#### What is being asked
Convert every line of the rows below into a Markdown table with two columns, "No." for the line number and "Text" for the line itself. Leave out blank lines.

##########

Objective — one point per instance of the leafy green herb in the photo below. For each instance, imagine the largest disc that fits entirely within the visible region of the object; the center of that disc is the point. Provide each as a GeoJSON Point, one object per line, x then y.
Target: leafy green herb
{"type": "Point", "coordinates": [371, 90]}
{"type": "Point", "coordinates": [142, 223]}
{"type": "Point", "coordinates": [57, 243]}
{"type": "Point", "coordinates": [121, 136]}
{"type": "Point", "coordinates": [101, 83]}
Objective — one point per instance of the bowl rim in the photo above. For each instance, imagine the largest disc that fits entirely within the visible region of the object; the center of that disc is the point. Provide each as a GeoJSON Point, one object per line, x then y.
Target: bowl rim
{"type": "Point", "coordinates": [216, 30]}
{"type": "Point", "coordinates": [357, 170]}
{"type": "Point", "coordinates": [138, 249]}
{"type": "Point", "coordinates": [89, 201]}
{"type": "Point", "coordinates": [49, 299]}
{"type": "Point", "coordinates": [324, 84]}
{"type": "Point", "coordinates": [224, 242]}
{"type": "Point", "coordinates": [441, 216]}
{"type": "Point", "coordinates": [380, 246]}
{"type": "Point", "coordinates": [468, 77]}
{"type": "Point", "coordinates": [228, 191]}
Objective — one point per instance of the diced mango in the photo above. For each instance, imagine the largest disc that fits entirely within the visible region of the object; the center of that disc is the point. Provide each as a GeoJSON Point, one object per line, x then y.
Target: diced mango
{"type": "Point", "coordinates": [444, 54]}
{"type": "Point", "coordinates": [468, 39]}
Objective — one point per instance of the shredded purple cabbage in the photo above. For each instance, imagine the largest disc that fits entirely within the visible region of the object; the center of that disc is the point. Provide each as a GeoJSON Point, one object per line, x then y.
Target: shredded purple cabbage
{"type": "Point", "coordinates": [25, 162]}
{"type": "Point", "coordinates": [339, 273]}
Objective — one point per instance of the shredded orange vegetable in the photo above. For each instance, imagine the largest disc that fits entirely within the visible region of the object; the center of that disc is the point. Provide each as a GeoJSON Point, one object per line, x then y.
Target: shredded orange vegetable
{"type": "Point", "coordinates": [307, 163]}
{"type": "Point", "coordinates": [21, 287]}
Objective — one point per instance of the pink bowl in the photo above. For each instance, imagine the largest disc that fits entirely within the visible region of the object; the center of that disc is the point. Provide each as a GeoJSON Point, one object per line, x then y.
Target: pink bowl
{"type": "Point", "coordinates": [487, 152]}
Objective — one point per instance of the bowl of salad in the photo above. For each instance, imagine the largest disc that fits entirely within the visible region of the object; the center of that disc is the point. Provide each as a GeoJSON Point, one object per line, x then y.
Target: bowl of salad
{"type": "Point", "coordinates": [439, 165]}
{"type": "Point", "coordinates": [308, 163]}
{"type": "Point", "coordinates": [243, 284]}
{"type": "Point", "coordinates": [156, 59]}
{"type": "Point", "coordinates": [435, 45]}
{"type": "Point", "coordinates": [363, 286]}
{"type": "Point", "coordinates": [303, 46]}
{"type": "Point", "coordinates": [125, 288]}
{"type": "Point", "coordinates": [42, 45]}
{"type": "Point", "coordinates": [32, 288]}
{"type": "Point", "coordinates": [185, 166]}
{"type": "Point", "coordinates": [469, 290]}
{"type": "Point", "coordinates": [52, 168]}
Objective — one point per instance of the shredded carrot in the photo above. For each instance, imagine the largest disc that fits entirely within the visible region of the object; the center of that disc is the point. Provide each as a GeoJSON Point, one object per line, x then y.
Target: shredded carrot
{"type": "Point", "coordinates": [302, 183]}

##########

#### Response to the exercise
| No. | Text |
|---|---|
| 1 | Objective — one point per instance of the leafy green herb in the photo below. For each instance, imagine the largest disc that fits entirely within the visible region of the object; the center of that disc is the point. Provide each as a GeoJSON Point, one object per line, x then y. |
| 2 | Target: leafy green herb |
| 3 | {"type": "Point", "coordinates": [371, 90]} |
| 4 | {"type": "Point", "coordinates": [142, 223]} |
| 5 | {"type": "Point", "coordinates": [57, 243]} |
| 6 | {"type": "Point", "coordinates": [121, 136]} |
| 7 | {"type": "Point", "coordinates": [101, 83]} |
| 8 | Objective — one point per instance of the bowl rim in the photo above. For each instance, imagine the largest disc that fits entirely within the visible region of the object; the center of that disc is the point. Provide each as a GeoJSON Point, one object per line, x then y. |
| 9 | Target: bowl rim |
| 10 | {"type": "Point", "coordinates": [216, 30]} |
| 11 | {"type": "Point", "coordinates": [357, 170]} |
| 12 | {"type": "Point", "coordinates": [138, 249]} |
| 13 | {"type": "Point", "coordinates": [89, 201]} |
| 14 | {"type": "Point", "coordinates": [49, 299]} |
| 15 | {"type": "Point", "coordinates": [324, 84]} |
| 16 | {"type": "Point", "coordinates": [224, 242]} |
| 17 | {"type": "Point", "coordinates": [441, 216]} |
| 18 | {"type": "Point", "coordinates": [380, 246]} |
| 19 | {"type": "Point", "coordinates": [468, 77]} |
| 20 | {"type": "Point", "coordinates": [228, 191]} |
| 21 | Objective — one point per instance of the diced mango in the photo above. For each instance, imagine the largest disc that fits entirely within the visible region of the object; the center of that disc is the point. Provide each as a GeoJSON Point, one object per line, x then y. |
| 22 | Target: diced mango |
| 23 | {"type": "Point", "coordinates": [444, 54]} |
| 24 | {"type": "Point", "coordinates": [468, 39]} |
| 25 | Objective — one point per instance of the shredded purple cabbage in the photo above. For each instance, imagine the largest disc that fits entirely within the visible region of the object; the center of that disc is the point. Provide each as a GeoJSON Point, one object per line, x then y. |
| 26 | Target: shredded purple cabbage |
| 27 | {"type": "Point", "coordinates": [25, 162]} |
| 28 | {"type": "Point", "coordinates": [339, 273]} |
| 29 | Objective — one point per instance of the shredded orange vegetable in the photo above. For each instance, imagine the largest disc that fits entirely within the visible region of the object; the center of that disc is the point. Provide each as a GeoJSON Point, one object per line, x then y. |
| 30 | Target: shredded orange vegetable |
| 31 | {"type": "Point", "coordinates": [307, 163]} |
| 32 | {"type": "Point", "coordinates": [21, 287]} |
| 33 | Objective — one point per instance of the pink bowl in the photo above. For each instance, imagine the largest disc that fits entirely within the visible region of the object; the center of that disc is the point. Provide each as a GeoJSON Point, one object per line, x then y. |
| 34 | Target: pink bowl |
| 35 | {"type": "Point", "coordinates": [487, 152]} |
| 36 | Objective — one point per instance of the bowl of salad in the photo above. For each instance, imagine the largest disc that fits entirely within the visible region of the object; the center of that disc is the point. Provide each as a GeoJSON Point, one object per line, x then y. |
| 37 | Target: bowl of salad |
| 38 | {"type": "Point", "coordinates": [439, 165]} |
| 39 | {"type": "Point", "coordinates": [308, 163]} |
| 40 | {"type": "Point", "coordinates": [243, 284]} |
| 41 | {"type": "Point", "coordinates": [156, 59]} |
| 42 | {"type": "Point", "coordinates": [435, 45]} |
| 43 | {"type": "Point", "coordinates": [363, 286]} |
| 44 | {"type": "Point", "coordinates": [303, 46]} |
| 45 | {"type": "Point", "coordinates": [125, 288]} |
| 46 | {"type": "Point", "coordinates": [42, 45]} |
| 47 | {"type": "Point", "coordinates": [32, 288]} |
| 48 | {"type": "Point", "coordinates": [185, 166]} |
| 49 | {"type": "Point", "coordinates": [469, 290]} |
| 50 | {"type": "Point", "coordinates": [52, 168]} |
| 51 | Objective — one point per instance of the shredded carrot in the photo above. For each instance, imagine the largest disc that fits entirely within the visible region of the object; the center of that disc is the point. Provide each as a GeoJSON Point, one object per line, x then y. |
| 52 | Target: shredded carrot |
| 53 | {"type": "Point", "coordinates": [302, 183]} |